● **Goal**
Rewrite the records below, changing "If there are multiple" to "If there is more than one" everywhere it appears and leaving everything else unchanged.

_ _ _

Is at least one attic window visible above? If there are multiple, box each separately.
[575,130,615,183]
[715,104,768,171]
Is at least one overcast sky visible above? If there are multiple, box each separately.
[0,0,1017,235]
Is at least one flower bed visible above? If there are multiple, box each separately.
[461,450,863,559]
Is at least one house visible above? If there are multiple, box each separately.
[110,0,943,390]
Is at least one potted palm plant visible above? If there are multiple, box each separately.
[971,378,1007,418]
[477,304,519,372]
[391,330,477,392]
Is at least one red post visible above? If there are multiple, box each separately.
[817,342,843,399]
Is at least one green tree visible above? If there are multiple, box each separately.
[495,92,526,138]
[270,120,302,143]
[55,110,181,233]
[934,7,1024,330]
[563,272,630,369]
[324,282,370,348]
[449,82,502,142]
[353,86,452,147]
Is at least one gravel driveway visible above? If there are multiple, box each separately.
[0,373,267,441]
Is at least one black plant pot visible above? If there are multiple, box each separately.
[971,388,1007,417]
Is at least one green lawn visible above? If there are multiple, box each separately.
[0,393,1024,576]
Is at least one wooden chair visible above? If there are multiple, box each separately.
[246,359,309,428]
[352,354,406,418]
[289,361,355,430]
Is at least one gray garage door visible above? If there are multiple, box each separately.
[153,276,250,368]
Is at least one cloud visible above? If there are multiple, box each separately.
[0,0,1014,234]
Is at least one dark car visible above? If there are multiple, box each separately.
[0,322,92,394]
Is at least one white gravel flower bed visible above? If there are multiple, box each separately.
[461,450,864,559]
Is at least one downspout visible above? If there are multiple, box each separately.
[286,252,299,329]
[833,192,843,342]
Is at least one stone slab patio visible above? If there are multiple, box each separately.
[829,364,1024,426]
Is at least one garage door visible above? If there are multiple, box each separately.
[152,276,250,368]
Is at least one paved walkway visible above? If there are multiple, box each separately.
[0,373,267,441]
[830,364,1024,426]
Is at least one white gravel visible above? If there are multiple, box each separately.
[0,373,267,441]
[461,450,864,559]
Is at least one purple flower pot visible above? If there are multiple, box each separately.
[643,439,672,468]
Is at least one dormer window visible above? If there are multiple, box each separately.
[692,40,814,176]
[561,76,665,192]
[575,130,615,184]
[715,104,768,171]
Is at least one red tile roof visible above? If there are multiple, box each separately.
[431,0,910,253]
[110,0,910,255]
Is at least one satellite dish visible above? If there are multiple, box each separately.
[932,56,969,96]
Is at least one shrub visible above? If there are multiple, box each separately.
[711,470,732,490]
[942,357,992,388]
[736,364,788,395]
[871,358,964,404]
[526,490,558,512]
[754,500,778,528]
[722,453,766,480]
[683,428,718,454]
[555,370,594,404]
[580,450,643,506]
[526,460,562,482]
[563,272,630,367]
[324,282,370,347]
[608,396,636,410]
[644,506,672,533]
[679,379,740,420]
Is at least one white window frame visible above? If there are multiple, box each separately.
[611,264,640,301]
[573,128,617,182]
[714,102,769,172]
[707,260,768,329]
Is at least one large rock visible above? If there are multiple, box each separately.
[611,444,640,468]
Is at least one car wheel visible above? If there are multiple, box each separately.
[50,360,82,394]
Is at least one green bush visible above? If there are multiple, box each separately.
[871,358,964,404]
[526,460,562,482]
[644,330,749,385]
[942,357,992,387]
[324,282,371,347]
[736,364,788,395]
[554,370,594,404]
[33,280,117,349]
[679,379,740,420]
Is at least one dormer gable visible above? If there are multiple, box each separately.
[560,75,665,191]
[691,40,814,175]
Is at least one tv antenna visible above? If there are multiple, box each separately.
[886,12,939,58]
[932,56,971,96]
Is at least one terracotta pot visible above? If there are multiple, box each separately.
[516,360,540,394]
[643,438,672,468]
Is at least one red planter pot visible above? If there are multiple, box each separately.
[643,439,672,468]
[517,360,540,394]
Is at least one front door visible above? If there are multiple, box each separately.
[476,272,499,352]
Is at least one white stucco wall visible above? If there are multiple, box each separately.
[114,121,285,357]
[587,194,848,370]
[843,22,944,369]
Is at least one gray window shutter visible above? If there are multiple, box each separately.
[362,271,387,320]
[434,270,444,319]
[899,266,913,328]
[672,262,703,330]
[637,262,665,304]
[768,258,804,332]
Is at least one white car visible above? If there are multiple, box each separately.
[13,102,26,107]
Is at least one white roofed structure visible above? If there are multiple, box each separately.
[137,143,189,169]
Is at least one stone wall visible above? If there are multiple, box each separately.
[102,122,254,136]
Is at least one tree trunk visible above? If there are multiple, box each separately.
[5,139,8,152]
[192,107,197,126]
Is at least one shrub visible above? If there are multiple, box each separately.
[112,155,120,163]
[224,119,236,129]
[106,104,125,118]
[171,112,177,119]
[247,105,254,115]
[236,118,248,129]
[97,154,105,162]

_ _ _

● **Result**
Is at least one attic window visible above? If there is more than one, box each separately.
[575,130,615,183]
[715,104,768,171]
Is at least one overcast sky visible above? If there is more than one, box each separately.
[0,0,1017,235]
Is at least one flower bed visible above? If there is more than one, box each separately.
[461,450,863,559]
Is at least one house visible above? If there is more than one, box each separately.
[110,0,943,390]
Is at least one potted palm plant visible above? If there is more than one, box each separately.
[971,378,1007,418]
[477,304,519,372]
[391,330,477,392]
Is at least one red post visible above? If there is more than one, box each separately.
[817,342,843,399]
Is at least one green tree visible above? If there is more than one, box each separately.
[495,92,526,138]
[270,120,302,143]
[55,110,181,233]
[934,7,1024,330]
[563,272,630,369]
[324,282,370,348]
[449,82,502,142]
[353,86,452,147]
Is at least one gravel driveway visible above? If there is more than one, box each separately.
[0,373,267,441]
Is at least one black plant pot visible above? If there is more than one, box each separately.
[971,388,1007,417]
Is at least one green lawn visible above? If there is more than one, box each separately.
[0,393,1024,576]
Is at least one wooden chair visible above? If there is more than one, box each separately.
[246,359,309,428]
[352,354,406,418]
[289,361,355,430]
Is at least one gray garage door visible above? If there is more than one, box each separately.
[153,276,250,368]
Is at least one cloud visible above? If there is more than one, box each separately.
[0,0,1014,234]
Is at least one dark car visible above? If there is more than one, box each separately.
[0,322,92,394]
Is at least one white gravel flower bed visible above? If there is more than one, box each separately.
[461,450,864,559]
Is at least one downspout visible above? If there is more than one, box each separately.
[286,252,299,329]
[833,192,843,342]
Is at least one stone slab patio visible above? If there is more than one, box each separately.
[829,364,1024,426]
Is at least one garage door visible above? If there is more than one, box each separately.
[152,276,250,368]
Is at least one paved walkway visible above? If there is more than one, box each separately.
[0,373,267,441]
[830,364,1024,426]
Is at least one white gravel visible above? If there is more than one, box each separately.
[0,373,267,441]
[461,450,864,559]
Is at least one purple flower pot visible above? If there is more than one, box each separately.
[643,439,672,468]
Is at least one dormer window visible above? If there is more than one, box each separately.
[692,40,814,176]
[561,76,665,192]
[575,130,615,184]
[715,104,768,171]
Is at least one red tile roof visible above? If there is more than one, box each separately.
[431,0,910,253]
[110,0,910,255]
Is at least one satellite dish visible above? If there is more than one, box each separately.
[932,56,969,96]
Is at least one shrub visible above? If there is more than one, box each separately.
[711,470,732,490]
[942,357,992,388]
[736,364,788,395]
[871,358,964,404]
[526,490,558,512]
[754,500,778,528]
[722,453,766,480]
[683,428,718,454]
[555,370,594,404]
[580,450,643,506]
[526,460,562,482]
[563,272,630,367]
[324,282,370,347]
[608,396,636,410]
[644,506,672,533]
[679,379,740,420]
Is at least one white window frame visible above? If there is more than one, box each separately.
[611,264,640,301]
[573,128,617,182]
[714,102,769,172]
[707,260,768,329]
Is at least one large rock visible above? If there is more than one, box each separately.
[611,444,640,468]
Is at least one car wheel visible above? If there is more than one, box each separately.
[50,360,82,394]
Is at least one green bush visible above? If there is more than one, box each separately.
[871,358,964,404]
[526,460,562,482]
[644,330,749,385]
[942,357,992,387]
[324,282,371,347]
[736,364,788,395]
[554,370,594,404]
[33,280,117,349]
[679,379,740,420]
Is at least one dormer gable visible above? If there is more than one, box each separately.
[560,75,665,191]
[691,40,814,175]
Is at least one tv antenna visible above? If there is more than one, box each separately.
[886,12,939,58]
[932,56,971,96]
Is at least one terracotta pot visible above? If there is more than one, box each separately.
[516,360,540,394]
[643,438,672,468]
Is at least one red planter pot visible above? If there is more than one, box each separately.
[643,439,672,468]
[517,360,540,394]
Is at least one front door visible above? If there is more than one, box each separately.
[476,272,499,352]
Is at least one white stucco wall visible above? If there is more than one, box each separately.
[114,121,285,357]
[587,194,848,370]
[843,22,944,369]
Is at least one gray window shutter visible above? If there is more than one, box each separately.
[362,271,387,320]
[434,270,444,319]
[899,266,913,328]
[672,262,703,330]
[637,262,665,304]
[768,258,804,332]
Is at least one white car visible above? If there is more than one, box each separately.
[13,102,26,107]
Is at least one white roofed structure visible above? If there is more than one, box each separately.
[137,143,189,169]
Is at least one stone wall visible above? If there is more than one, box each separately.
[102,122,254,136]
Is at least one tree trunk visible above? If there is more than one, box each separately.
[5,139,8,152]
[192,107,197,126]
Is at least one shrub visible above? If there is more than one, box each separately.
[112,155,120,163]
[224,119,236,129]
[106,104,125,118]
[171,112,177,119]
[247,105,254,115]
[236,118,248,129]
[97,154,105,162]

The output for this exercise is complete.